▽
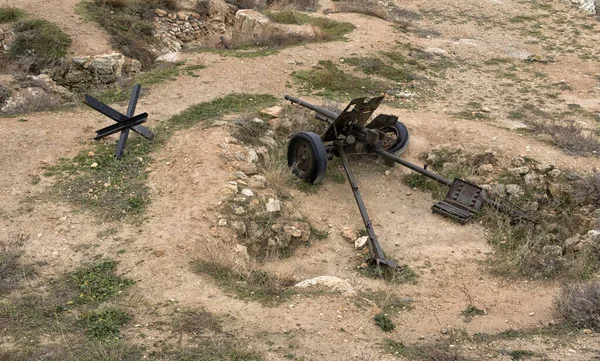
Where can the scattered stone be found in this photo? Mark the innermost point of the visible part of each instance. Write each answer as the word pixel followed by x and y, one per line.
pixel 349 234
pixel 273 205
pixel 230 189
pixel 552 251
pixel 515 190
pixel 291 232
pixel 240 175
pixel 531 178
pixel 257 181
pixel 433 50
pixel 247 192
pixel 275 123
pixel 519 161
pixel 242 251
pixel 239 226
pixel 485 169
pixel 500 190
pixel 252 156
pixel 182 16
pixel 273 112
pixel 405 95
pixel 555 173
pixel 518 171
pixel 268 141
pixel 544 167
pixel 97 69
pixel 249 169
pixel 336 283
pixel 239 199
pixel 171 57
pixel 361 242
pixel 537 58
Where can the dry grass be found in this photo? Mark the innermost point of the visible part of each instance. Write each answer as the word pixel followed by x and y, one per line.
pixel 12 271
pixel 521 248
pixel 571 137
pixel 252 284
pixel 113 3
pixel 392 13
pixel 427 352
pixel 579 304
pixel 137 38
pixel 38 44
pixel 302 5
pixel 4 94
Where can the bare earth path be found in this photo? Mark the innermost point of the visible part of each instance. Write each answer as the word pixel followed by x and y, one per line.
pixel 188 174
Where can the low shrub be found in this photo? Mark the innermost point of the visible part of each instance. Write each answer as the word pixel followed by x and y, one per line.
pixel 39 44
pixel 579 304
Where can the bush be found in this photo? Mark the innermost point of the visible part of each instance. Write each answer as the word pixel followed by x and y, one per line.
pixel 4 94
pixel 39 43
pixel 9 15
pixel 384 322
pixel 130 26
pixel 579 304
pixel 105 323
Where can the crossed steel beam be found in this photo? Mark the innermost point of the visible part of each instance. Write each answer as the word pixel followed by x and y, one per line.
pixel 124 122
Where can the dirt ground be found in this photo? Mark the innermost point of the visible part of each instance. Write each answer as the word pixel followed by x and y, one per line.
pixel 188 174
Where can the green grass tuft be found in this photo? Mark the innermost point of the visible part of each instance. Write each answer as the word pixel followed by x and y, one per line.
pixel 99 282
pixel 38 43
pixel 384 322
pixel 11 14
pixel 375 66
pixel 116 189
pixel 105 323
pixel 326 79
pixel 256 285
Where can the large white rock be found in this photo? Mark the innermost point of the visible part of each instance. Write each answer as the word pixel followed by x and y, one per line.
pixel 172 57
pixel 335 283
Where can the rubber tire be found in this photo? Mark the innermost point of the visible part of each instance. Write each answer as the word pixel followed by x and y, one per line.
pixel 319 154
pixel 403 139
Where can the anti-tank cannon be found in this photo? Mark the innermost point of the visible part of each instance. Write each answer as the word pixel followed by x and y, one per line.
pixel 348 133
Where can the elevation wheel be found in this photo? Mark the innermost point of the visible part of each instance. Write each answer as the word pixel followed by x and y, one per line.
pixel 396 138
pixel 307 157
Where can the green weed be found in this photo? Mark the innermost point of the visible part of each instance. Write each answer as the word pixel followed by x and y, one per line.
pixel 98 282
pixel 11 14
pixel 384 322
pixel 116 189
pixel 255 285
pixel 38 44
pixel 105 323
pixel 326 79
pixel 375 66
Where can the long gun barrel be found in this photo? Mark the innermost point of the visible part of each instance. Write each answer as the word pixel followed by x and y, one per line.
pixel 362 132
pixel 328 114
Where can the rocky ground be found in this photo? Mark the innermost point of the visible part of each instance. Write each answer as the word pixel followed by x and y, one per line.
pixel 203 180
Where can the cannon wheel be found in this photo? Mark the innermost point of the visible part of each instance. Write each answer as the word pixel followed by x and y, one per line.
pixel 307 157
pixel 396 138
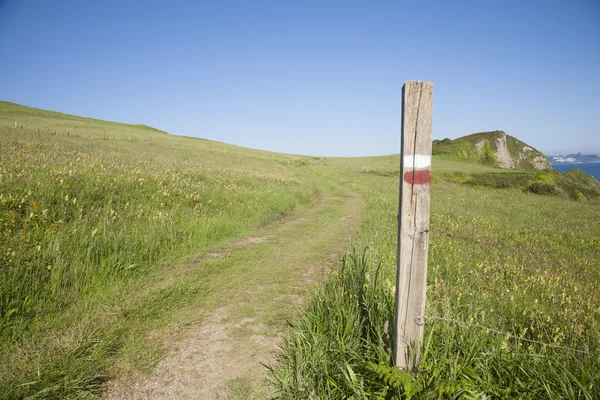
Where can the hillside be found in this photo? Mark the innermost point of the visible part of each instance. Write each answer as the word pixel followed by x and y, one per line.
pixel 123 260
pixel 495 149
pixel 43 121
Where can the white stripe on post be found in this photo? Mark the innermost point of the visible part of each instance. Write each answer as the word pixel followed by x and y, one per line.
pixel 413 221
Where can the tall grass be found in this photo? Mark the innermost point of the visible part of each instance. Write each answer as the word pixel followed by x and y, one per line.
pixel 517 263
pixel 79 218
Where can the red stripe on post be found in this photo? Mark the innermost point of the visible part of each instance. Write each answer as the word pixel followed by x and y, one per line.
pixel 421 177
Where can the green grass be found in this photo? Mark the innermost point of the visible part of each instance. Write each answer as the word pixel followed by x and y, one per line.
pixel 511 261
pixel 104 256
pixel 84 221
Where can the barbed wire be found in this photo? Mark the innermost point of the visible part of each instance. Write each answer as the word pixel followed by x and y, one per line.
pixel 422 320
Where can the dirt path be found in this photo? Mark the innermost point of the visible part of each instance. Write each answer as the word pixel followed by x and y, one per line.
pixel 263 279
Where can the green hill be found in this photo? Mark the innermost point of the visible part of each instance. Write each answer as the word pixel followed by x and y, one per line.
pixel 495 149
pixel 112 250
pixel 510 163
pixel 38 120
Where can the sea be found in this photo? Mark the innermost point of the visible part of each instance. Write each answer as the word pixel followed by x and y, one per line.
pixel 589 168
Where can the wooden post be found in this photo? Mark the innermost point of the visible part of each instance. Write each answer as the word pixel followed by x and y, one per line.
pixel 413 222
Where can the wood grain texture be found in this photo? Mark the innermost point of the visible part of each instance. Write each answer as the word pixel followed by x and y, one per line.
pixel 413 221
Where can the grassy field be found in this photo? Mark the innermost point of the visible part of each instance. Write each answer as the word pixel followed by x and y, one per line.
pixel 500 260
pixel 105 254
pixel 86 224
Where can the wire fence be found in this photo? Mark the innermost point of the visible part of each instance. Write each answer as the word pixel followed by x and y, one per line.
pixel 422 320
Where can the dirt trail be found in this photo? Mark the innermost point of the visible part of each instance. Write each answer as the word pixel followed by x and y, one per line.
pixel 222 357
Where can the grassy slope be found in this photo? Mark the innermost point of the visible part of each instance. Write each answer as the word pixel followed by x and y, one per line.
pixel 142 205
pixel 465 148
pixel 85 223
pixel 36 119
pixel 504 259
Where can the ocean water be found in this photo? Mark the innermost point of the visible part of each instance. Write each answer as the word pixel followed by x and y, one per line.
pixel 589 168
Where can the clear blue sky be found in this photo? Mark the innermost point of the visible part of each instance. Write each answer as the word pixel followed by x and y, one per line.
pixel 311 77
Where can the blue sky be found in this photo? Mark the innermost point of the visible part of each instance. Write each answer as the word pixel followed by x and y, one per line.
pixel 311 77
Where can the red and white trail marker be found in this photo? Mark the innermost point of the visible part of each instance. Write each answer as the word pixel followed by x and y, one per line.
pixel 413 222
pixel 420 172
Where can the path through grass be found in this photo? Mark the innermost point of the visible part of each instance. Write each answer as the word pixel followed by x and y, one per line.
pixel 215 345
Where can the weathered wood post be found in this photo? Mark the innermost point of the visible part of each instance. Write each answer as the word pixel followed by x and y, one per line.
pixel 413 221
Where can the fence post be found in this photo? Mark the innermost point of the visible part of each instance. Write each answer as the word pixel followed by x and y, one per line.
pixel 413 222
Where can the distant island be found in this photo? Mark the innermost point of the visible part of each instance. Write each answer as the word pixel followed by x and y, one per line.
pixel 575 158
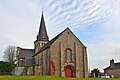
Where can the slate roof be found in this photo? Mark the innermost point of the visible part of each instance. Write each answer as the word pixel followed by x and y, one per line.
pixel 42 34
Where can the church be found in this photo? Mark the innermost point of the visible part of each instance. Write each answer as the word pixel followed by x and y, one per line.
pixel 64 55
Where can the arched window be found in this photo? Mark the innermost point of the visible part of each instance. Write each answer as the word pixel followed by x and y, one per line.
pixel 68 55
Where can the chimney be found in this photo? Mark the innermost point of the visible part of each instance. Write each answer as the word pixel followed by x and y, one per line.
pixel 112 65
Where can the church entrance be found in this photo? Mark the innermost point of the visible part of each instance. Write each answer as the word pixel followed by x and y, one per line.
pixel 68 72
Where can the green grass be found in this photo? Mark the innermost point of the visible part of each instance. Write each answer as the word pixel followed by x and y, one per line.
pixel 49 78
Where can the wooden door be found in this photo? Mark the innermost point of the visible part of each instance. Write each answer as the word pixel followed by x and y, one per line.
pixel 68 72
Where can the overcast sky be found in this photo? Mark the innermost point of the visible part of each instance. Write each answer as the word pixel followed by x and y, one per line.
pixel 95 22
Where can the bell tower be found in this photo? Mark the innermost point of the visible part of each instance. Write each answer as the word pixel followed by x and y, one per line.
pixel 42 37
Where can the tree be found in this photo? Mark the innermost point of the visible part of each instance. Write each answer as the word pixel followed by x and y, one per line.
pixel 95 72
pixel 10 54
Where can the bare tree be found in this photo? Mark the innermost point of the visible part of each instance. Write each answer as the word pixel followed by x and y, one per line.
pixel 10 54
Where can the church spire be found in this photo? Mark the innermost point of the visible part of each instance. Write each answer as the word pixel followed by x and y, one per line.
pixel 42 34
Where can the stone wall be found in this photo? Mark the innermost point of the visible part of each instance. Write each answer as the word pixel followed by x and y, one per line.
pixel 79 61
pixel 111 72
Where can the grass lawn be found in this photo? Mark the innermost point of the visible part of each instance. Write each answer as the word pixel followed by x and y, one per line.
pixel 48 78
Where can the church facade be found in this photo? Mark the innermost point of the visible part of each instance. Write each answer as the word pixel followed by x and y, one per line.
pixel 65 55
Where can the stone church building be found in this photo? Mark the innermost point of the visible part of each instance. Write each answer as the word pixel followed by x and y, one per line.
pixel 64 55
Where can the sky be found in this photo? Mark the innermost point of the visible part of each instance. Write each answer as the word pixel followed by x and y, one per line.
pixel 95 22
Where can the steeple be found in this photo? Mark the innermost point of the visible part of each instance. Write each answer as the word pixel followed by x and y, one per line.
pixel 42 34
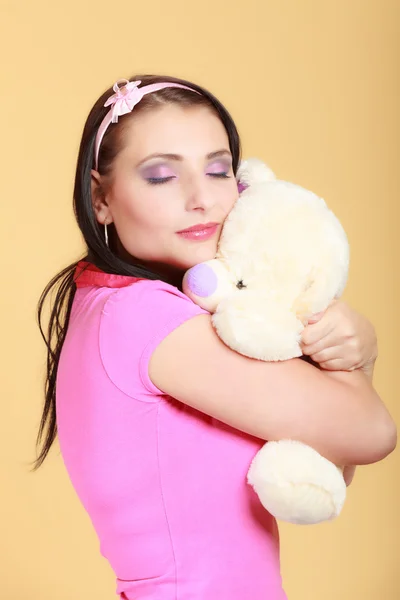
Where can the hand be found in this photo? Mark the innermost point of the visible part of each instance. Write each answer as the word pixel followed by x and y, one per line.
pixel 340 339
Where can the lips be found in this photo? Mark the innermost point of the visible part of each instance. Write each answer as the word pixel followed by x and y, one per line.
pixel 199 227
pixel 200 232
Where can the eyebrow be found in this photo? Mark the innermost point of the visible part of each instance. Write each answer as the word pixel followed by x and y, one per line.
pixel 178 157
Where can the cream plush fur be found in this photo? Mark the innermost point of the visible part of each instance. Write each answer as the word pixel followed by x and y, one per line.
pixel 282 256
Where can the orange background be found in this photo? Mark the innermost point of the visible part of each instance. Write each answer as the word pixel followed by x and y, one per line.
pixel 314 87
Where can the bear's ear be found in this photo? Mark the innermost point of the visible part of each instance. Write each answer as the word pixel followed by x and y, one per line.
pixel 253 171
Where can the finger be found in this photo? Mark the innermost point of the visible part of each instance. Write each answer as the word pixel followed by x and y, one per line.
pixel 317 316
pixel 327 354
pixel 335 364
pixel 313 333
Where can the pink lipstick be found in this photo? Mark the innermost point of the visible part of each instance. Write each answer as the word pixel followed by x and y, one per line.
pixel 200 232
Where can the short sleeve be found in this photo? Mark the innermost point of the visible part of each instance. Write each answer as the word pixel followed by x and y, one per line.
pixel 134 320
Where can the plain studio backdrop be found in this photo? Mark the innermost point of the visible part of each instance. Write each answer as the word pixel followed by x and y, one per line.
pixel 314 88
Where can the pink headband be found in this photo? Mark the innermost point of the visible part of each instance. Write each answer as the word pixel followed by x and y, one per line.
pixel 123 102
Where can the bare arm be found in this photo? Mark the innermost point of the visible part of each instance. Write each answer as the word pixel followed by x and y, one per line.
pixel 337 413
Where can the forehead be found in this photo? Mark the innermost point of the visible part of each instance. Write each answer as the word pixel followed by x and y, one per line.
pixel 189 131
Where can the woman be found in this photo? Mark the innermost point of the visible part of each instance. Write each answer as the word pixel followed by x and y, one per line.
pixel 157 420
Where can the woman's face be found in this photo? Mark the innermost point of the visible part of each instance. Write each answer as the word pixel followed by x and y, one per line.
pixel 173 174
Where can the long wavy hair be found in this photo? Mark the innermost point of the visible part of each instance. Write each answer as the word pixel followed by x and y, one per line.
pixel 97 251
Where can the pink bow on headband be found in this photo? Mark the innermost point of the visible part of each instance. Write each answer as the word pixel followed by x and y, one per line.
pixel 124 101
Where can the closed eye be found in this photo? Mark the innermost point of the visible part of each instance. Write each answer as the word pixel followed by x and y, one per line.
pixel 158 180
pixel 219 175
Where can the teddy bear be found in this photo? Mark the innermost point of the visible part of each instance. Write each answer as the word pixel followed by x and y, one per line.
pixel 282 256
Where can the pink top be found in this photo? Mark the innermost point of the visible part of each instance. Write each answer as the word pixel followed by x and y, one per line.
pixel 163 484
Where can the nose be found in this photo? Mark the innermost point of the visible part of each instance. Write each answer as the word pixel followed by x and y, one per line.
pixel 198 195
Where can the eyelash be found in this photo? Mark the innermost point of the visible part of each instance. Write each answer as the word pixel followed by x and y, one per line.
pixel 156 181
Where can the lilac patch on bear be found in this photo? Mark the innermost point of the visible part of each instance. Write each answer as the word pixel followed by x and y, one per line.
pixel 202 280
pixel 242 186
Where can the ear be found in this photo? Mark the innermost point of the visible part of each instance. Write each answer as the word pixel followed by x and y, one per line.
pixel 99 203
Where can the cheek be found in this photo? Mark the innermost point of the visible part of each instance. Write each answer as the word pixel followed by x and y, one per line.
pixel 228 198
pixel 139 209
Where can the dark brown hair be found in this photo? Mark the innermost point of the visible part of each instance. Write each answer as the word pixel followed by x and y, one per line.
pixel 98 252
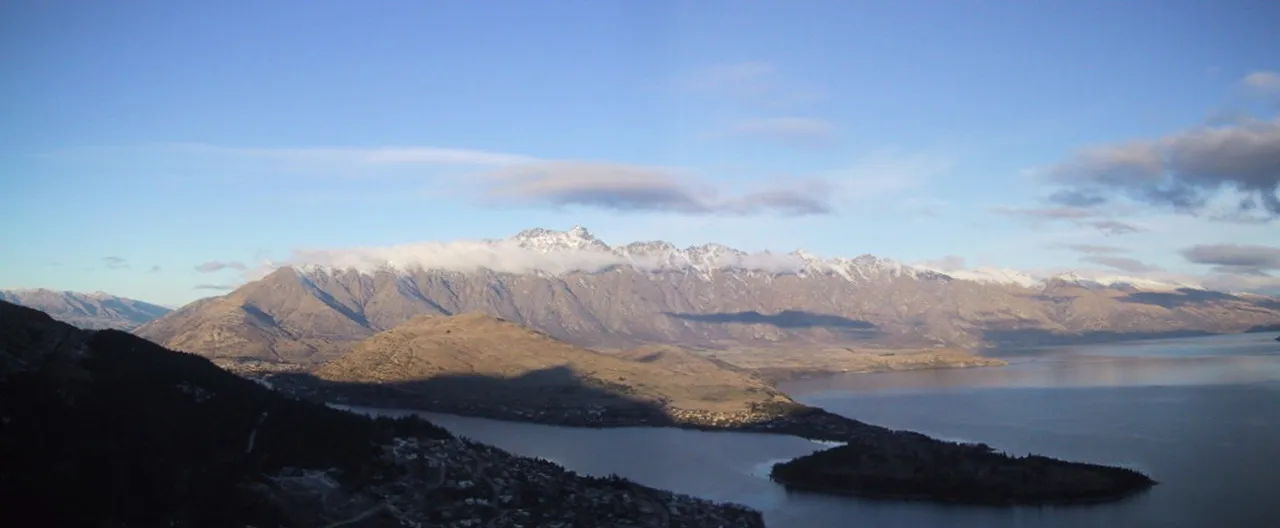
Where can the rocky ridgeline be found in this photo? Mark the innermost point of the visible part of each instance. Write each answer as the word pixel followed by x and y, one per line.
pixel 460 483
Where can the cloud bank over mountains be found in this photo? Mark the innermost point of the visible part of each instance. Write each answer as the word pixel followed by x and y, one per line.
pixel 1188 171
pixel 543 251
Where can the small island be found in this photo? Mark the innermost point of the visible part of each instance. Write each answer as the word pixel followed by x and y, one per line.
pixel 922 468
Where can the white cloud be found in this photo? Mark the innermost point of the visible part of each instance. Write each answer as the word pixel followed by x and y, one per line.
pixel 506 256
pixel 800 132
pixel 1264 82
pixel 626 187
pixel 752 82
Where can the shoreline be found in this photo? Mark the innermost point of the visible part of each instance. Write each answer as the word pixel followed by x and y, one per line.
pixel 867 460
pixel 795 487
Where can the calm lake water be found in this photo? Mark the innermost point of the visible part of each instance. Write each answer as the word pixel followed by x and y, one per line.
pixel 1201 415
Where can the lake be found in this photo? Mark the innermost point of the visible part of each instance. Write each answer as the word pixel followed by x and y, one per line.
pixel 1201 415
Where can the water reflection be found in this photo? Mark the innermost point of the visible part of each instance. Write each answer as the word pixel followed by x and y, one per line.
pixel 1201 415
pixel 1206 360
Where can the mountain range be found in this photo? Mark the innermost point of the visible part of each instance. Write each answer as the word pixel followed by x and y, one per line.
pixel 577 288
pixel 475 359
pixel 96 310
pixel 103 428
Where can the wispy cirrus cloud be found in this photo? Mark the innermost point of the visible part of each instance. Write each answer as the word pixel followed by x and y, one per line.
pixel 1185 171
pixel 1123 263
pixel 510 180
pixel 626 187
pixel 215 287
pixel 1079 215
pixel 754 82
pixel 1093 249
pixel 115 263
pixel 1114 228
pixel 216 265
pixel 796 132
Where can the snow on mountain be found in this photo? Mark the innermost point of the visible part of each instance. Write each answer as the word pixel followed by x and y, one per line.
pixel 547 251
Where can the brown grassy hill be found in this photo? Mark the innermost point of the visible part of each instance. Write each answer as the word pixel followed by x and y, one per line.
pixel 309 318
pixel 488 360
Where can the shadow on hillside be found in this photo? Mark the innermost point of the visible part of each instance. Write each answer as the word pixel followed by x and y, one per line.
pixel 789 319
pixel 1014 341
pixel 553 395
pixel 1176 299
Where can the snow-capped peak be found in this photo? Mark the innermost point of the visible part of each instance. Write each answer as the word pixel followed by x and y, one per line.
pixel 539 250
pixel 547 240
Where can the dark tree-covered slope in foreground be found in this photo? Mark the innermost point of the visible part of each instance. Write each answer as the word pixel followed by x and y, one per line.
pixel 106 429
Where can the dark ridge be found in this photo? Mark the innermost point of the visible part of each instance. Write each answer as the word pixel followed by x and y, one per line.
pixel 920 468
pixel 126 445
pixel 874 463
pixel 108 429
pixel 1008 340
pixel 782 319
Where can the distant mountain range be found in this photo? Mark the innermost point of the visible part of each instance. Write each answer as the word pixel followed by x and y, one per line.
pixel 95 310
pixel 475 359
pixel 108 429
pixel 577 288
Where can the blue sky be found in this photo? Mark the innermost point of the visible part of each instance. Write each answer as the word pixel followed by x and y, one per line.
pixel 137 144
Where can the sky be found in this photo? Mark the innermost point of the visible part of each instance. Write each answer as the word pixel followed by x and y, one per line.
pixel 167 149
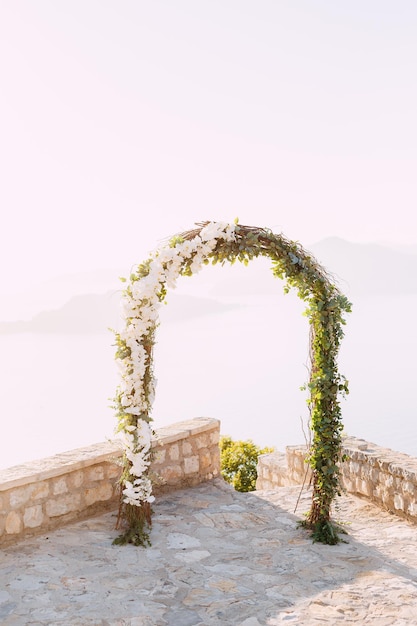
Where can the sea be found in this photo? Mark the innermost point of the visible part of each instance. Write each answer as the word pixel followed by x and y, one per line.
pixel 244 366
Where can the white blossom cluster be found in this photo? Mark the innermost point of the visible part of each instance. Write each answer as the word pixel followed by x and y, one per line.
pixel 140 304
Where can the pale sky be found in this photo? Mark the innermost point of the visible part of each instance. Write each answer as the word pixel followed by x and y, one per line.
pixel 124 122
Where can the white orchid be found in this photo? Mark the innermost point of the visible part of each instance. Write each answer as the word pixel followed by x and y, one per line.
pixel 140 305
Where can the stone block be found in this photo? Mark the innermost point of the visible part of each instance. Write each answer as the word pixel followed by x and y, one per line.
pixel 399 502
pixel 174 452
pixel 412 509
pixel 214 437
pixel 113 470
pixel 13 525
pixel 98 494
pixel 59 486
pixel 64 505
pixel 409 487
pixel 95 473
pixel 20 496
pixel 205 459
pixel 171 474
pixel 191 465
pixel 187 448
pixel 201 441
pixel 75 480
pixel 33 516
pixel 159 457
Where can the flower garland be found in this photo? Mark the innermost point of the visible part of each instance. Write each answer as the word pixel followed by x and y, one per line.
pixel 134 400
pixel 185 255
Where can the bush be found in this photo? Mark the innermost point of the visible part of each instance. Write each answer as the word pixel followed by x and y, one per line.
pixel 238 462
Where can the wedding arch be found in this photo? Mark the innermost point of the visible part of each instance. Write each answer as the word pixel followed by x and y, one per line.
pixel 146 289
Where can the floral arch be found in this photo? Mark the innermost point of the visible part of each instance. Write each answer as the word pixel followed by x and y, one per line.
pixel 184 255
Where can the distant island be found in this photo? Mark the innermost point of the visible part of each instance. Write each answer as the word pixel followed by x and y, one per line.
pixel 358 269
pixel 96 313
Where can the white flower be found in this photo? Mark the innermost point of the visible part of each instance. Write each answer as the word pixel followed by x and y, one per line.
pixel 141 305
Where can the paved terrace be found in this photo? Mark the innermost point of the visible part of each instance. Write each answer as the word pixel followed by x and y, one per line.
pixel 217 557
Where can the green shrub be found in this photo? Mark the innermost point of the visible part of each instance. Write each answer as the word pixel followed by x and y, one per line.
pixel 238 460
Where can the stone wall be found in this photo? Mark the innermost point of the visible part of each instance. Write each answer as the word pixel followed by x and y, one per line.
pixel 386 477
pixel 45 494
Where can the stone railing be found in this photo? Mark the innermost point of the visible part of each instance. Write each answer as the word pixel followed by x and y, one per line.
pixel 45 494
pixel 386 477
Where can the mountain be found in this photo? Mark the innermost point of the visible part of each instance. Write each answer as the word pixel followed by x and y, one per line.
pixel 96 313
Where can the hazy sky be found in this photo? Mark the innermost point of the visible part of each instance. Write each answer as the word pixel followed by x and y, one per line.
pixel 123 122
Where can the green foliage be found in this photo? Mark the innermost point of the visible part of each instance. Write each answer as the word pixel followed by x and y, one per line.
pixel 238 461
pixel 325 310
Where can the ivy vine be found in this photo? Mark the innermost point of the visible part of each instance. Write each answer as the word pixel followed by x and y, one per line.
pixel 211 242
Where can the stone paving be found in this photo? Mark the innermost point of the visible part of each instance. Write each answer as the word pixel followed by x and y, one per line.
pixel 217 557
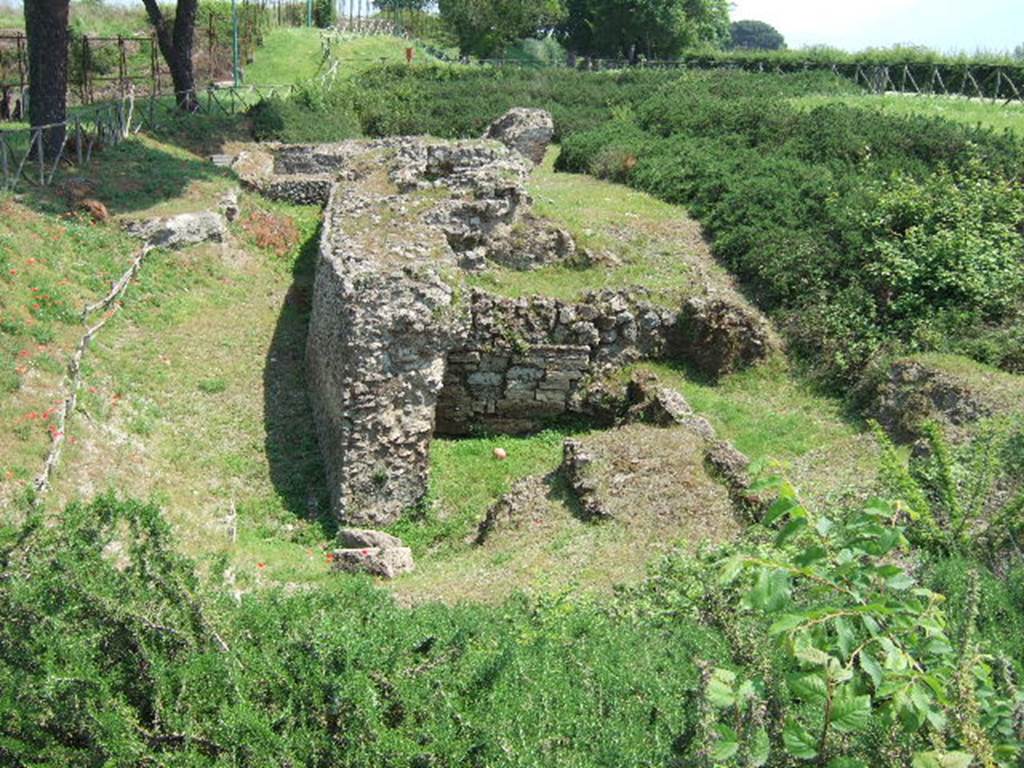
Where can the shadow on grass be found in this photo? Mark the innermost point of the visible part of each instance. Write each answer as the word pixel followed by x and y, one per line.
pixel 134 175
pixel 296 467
△
Begin at the line of the records that has "Where can the steeple" and stop after the line that has "pixel 340 339", then rewrite those lines with "photo" swapped for "image" and nothing else altered. Leave the pictures out.

**Reply:**
Where can the steeple be found in this image? Mark the innermost point of the visible part of each instance. Write each answer as the word pixel followed by x and y, one per line.
pixel 42 34
Where can the hand be found in this image? Mark the innermost point of the visible part of each instance. Write each answer as the word pixel followed by x and y, one per line.
pixel 340 339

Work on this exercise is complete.